# Exercício proposto a:
Atualize o trecho do relato de viagem entre "Desde a nossa" e "máximo que pudermos.", inclusive, substituindo "Curitiba" por "Porto Alegre".

▬▬▬▬▬▬▬▬▬▬

Desde a nossa saída, dia 22 de dezembro, lá de Curitiba, até esse ponto da viagem, em Córdoba na Argentina, já rodamos mais de 12.000km, em 13 dias. Então, para conseguirmos encaixar todas as cidades em nosso roteiro até o fim do mundo, tivemos que escolher onde aproveitar ao máximo o que o lugar tem para oferecer – muitas vezes em apenas meio dia – ou descansar o máximo que pudermos.
Na maioria das vezes, optamos por aproveitar ao máximo cada lugar que estamos. Mas dessa vez, optamos não só por descansar, como também em acrescentar mais um dia na viagem. O trajeto que tínhamos planejado para hoje – de Córdoba até Federación – teria quase 700km. Sem chance. Já tínhamos tocado dias seguidos por trechos longos e o cansaço agora pegou de vez. Além do cansaço, queríamos muito conhecer a Laguna Mar Chiquita e os flamingos que deixam a paisagem ainda mais bonita.
Pela manhã, antes de entregarmos as chaves do apartamento, demos uma folhadinha rápida nos guias que nosso anfitrião havia deixado. Entre eles, um folheto todinho sobre Miramar e a Laguna Mar Chiquita. Sinal do anjo do cansaço, certeza. Pensamos, repensamos e decidimos. Entramos em contato com todos os hotéis que ficaríamos nos dias seguintes, pedindo mudança de data na reserva. Todos aceitaram. Agilizamos as pesquisas por uma cidade que ficasse no meio do caminho e reservamos o hotel. Ficaremos em Santa Fé.

▬▬▬▬▬▬▬▬▬▬

# Exercício proposto b:
Repita sem alterações as linhas dos registros que vão da linha com "Query: pine tree" até o fim dos registros, incluindo as duas pontas, e deixe as imagens de fora da resposta.

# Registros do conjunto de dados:
▬▬▬▬▬▬▬▬▬▬

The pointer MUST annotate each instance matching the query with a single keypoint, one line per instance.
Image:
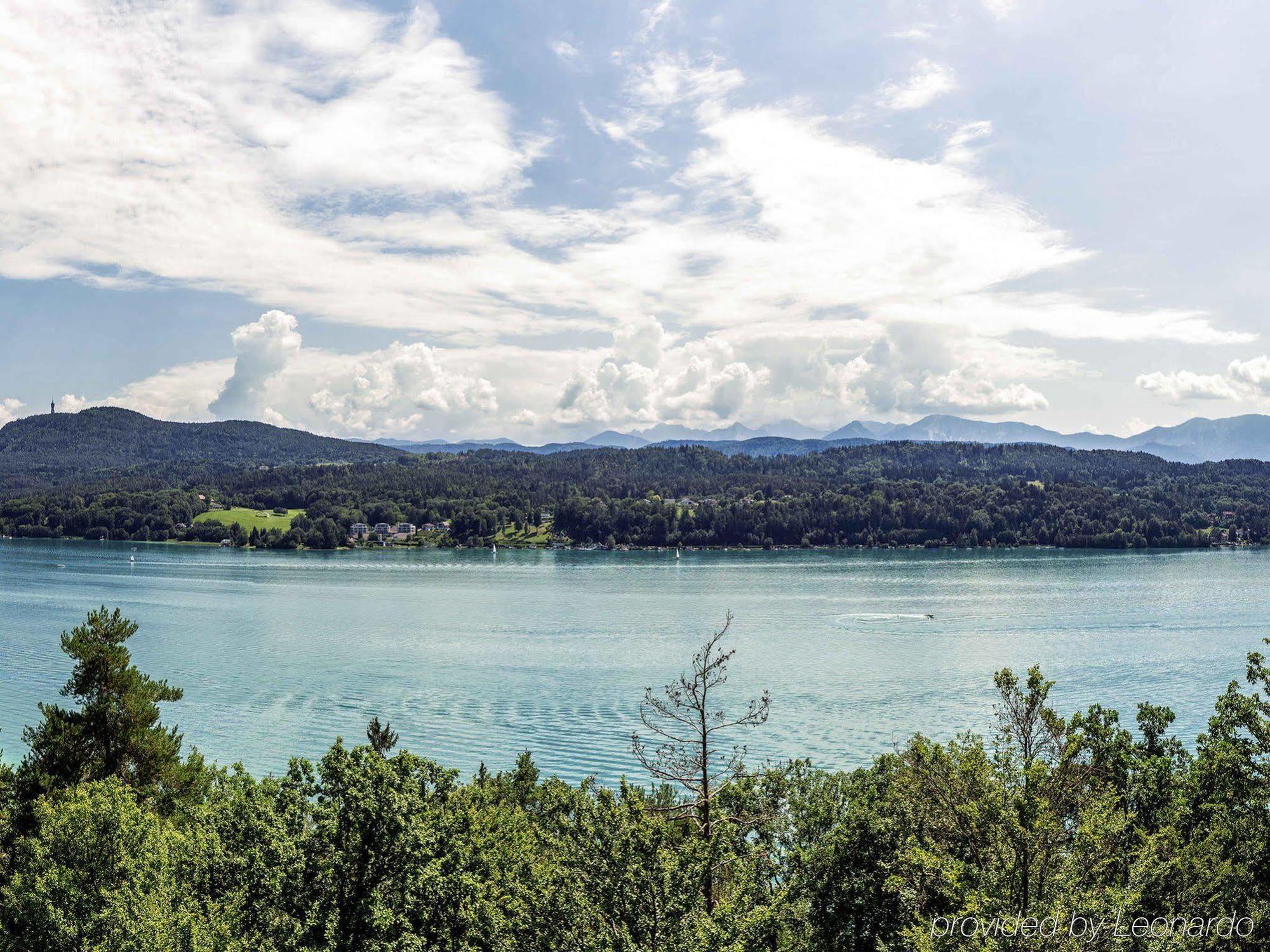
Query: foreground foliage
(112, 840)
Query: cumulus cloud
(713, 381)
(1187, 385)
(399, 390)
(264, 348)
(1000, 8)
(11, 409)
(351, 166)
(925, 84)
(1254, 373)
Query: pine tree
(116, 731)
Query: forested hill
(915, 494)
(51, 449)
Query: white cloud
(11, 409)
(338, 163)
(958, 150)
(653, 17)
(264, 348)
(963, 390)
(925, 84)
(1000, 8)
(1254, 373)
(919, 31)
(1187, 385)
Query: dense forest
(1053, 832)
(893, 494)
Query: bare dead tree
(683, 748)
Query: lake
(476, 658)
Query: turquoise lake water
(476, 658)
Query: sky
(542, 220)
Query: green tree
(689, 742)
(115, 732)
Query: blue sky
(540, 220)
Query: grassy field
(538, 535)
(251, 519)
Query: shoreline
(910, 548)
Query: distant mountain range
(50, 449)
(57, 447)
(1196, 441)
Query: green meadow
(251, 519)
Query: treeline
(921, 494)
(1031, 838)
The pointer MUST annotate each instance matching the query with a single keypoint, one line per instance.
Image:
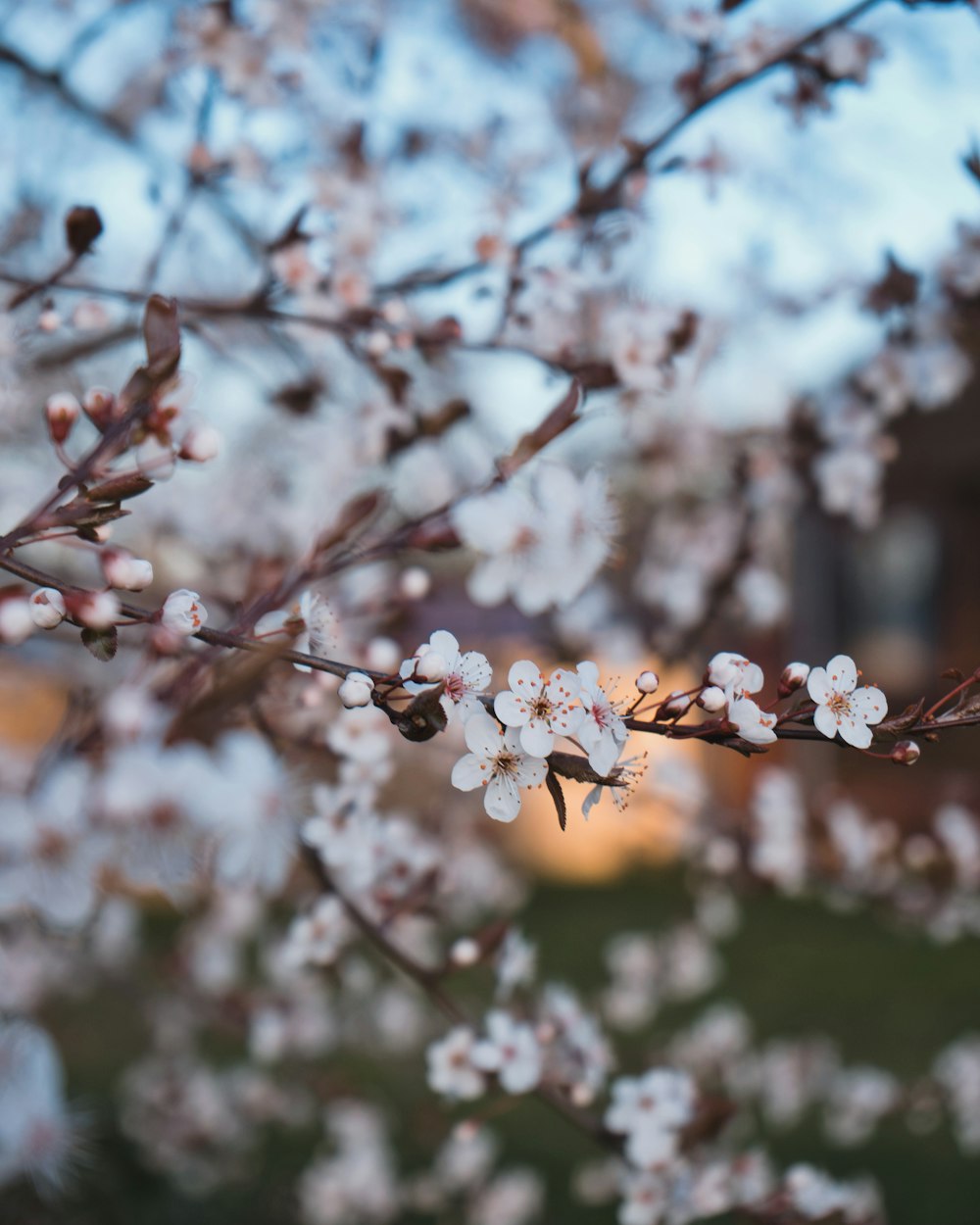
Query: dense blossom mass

▬▬▬▬▬▬▬▬▬▬

# Resposta completa a:
Desde a nossa saída, dia 22 de dezembro, lá de Porto Alegre, até esse ponto da viagem, em Córdoba na Argentina, já rodamos mais de 12.000km, em 13 dias. Então, para conseguirmos encaixar todas as cidades em nosso roteiro até o fim do mundo, tivemos que escolher onde aproveitar ao máximo o que o lugar tem para oferecer – muitas vezes em apenas meio dia – ou descansar o máximo que pudermos.

# Resposta completa b:
Query: pine tree
(116, 731)
Query: forested hill
(915, 494)
(51, 449)
Query: white cloud
(11, 409)
(338, 163)
(958, 150)
(653, 17)
(264, 348)
(963, 390)
(925, 84)
(1000, 8)
(1254, 373)
(919, 31)
(1187, 385)
Query: dense forest
(1053, 832)
(893, 494)
Query: bare dead tree
(683, 748)
Query: lake
(476, 658)
Query: turquoise lake water
(476, 658)
Query: sky
(542, 220)
Query: green tree
(689, 742)
(115, 732)
Query: blue sky
(540, 220)
Query: grassy field
(538, 535)
(251, 519)
Query: shoreline
(910, 548)
Query: distant mountain range
(50, 449)
(57, 447)
(1196, 441)
Query: green meadow
(251, 519)
Query: treeline
(921, 494)
(1031, 838)
The pointer MUST annotate each instance matching the query with a single keypoint, one line per instance.
Image:
Query: dense blossom mass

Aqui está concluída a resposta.